→ **Exercise requirements**:
1. In the diner story, how old did the man say the woman at the grill was?
2. In the diner story, rewrite the paragraph that begins "The diner looked old-fashioned" as a shorter version that keeps its main facts.
3. Continue the diner story from its final sentence.

I had just driven for an hour down a windy mountain road in New York State, very focused, happily singing. It was about 10 a.m. and I decided to stop for some breakfast before hitting the Interstate that would take me home.
The diner looked old-fashioned. So appealing and welcoming. I walked in and sat on a stool at the counter. It was long and empty, so I randomly took the second one from the end. The low-key waitress poured my coffee and handed me a menu.
Once I’d ordered my eggs and toast, an elderly man came in and pointed to the seat next to me.
“Do you mind if I sit here?” he asked cordially.
I moved my handbag from the spot and smiled.
“Of course not,” I said.
There were about a dozen empty seats, so I immediately surmised he was a regular with a favorite seat. I know this feeling well.
“You’re from out of town?” he said.
Yes,” I said. “I was just up the mountain a bit at a Zen Buddhist monastery. But I left early.”
“Why?” he said.
“Well, it wasn’t my thing,” I said. “And, well, I have an issue with mice.
He laughed heartily.
“They don’t believe in killing them,” he said of the Buddhist philosophy.
“No, and I respect that,” I said. “But …”
He chuckled again. Then he pointed to the elderly woman at the grill and told me she was 100 years old. I was astonished. She was filling every order, including making him some massive blueberry pancakes.

→ **Stored data**:
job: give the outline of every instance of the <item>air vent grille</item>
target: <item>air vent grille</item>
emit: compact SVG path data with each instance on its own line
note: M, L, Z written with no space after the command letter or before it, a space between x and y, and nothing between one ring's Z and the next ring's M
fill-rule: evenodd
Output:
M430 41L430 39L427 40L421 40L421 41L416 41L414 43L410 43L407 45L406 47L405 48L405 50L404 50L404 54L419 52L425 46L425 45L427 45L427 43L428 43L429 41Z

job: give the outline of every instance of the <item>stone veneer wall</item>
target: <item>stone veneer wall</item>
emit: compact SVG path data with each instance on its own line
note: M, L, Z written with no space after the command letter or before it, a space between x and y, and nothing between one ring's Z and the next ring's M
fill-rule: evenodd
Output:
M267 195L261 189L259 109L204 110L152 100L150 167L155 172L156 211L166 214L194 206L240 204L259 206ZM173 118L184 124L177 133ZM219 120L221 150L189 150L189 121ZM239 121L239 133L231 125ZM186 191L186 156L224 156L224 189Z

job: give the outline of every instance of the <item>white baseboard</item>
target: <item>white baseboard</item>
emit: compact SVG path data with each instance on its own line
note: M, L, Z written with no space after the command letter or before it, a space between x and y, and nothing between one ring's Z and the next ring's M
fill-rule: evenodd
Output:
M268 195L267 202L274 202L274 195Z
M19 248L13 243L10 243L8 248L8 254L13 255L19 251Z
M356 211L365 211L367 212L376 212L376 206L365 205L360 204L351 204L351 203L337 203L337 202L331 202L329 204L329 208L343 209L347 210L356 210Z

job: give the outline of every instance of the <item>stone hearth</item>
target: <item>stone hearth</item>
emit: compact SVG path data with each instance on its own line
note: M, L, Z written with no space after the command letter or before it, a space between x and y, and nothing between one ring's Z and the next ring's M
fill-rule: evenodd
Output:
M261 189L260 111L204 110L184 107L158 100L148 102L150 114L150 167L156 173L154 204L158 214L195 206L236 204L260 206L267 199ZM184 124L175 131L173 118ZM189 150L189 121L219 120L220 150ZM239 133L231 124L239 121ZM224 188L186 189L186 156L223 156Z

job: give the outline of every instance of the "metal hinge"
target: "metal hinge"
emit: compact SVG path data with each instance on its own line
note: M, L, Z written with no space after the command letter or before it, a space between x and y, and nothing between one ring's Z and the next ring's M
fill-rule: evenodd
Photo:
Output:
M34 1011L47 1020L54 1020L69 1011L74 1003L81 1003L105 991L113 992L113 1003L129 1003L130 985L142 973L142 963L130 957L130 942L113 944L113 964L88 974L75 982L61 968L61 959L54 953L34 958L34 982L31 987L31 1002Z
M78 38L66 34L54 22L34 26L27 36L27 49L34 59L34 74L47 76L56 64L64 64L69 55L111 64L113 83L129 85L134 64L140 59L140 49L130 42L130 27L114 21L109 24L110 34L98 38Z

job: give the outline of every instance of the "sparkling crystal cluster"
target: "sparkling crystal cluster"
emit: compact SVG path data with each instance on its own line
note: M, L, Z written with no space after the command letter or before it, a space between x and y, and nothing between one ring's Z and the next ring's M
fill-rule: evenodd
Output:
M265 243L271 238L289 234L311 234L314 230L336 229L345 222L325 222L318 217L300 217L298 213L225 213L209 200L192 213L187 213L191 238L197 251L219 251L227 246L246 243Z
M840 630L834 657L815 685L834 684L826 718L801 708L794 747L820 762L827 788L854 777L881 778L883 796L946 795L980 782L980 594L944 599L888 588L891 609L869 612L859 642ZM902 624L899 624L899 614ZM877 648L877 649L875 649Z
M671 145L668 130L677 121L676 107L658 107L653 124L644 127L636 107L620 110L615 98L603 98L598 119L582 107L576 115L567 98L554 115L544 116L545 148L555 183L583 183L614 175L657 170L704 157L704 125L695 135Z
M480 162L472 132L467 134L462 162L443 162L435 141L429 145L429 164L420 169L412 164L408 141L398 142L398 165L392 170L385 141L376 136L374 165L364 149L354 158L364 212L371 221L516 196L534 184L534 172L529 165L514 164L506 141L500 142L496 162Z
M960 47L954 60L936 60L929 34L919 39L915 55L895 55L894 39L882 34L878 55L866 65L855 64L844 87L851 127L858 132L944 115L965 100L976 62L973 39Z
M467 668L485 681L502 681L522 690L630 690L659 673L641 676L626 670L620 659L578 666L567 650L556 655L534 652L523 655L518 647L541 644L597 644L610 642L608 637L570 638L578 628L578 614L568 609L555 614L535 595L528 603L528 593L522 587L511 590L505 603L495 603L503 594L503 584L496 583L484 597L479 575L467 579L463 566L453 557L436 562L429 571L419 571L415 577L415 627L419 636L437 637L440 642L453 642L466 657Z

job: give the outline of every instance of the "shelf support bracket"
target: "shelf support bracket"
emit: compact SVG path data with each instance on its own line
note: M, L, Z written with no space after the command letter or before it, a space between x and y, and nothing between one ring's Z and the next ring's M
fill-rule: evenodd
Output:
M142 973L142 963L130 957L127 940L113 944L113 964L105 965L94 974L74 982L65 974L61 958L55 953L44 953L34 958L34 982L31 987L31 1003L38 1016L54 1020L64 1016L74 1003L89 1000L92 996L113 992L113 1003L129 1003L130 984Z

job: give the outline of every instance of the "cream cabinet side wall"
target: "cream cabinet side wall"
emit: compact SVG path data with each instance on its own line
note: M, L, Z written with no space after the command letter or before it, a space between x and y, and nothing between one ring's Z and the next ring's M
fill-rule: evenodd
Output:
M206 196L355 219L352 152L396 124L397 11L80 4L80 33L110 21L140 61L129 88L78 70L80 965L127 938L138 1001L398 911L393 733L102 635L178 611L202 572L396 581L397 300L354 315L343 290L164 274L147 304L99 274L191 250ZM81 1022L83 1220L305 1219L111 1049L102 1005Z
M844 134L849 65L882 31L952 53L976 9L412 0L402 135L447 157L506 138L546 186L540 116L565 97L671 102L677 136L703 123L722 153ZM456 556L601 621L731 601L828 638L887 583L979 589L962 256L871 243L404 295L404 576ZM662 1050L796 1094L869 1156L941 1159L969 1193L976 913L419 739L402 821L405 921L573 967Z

→ **Results**:
1. She was 100 years old.

2. The old-fashioned, welcoming diner had a long, empty counter. The narrator sat on the second stool from the end, and a low-key waitress poured coffee and handed over a menu.

3.
“You know, religion these days … well, I probably shouldn’t talk about that,” he said.
I assured him it was OK. He could express himself and I would feel free to respectfully disagree if we weren’t aligned. It turned out that we had a lot in common on the topic. Me at age 52 and him at 85.
“All I know is there is definitely a God because he saved me three times,” he said.
I drew him out and learned of the bee sting that almost killed him. He was unconscious for 45 minutes and while “out” he floated and saw his deceased grandfather. The man was recounting a near-death experience and I was fascinated. He told me a few more stories and then mentioned that he’d recently lost his wife. When I asked when, he told me the date. It was just a few weeks before. I sighed.
“Oh my gosh, that’s very recent,” I said. “I’m so sorry.”
He told me the story of how she’d died. It was a painful cancer death. I immediately felt thankful that I’ve become comfortable with talking to others about their grief.
As I finished my breakfast and paid the waitress, the man said. “Have a nice trip. You are a very good listener.”
Everything about him had made my day. And he confirmed what I already knew — meeting people in this way is one of the best things about travel.